» **Stated goal**
Which lines in the items below contain the word "target"? Pick out each such line and copy it in full.

» **Records for this exercise**

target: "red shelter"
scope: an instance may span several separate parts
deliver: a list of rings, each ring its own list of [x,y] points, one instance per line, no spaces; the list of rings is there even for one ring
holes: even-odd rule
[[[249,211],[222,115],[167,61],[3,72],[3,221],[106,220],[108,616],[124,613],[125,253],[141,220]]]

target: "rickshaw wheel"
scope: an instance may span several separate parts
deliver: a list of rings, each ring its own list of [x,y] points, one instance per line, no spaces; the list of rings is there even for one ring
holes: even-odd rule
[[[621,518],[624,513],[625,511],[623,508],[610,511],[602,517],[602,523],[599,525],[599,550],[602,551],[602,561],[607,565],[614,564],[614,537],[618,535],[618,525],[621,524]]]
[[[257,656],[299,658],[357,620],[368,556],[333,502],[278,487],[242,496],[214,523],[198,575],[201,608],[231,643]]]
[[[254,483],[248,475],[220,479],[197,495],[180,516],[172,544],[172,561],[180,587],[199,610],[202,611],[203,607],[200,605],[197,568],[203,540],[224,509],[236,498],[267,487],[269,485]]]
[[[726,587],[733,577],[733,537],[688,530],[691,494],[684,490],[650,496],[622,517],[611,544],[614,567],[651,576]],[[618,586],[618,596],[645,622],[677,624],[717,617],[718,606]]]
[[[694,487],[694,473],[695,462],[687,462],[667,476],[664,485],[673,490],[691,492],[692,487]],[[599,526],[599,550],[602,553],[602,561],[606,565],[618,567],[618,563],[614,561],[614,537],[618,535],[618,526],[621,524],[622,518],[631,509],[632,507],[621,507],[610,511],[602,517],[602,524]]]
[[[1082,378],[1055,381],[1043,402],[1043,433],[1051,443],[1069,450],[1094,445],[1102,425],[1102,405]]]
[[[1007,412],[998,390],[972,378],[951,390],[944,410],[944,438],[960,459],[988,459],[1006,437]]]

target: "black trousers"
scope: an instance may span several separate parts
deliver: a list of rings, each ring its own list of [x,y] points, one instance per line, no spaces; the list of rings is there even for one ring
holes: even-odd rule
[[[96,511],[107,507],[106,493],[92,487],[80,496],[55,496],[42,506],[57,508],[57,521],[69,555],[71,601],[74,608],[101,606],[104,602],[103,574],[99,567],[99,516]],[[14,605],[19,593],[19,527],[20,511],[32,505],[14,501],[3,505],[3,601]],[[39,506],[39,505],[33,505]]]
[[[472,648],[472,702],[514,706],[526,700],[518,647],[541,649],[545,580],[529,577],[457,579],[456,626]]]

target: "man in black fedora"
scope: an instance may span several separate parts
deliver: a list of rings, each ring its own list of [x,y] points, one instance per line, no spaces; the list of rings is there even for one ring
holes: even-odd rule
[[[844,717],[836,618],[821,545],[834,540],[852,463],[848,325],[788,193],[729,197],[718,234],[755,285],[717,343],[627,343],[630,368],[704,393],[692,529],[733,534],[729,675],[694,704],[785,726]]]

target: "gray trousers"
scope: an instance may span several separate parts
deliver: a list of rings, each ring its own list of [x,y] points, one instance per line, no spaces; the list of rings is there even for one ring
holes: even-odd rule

» **Answer to this task**
target: "red shelter"
target: "rickshaw wheel"
target: "black trousers"
target: "man in black fedora"
target: "gray trousers"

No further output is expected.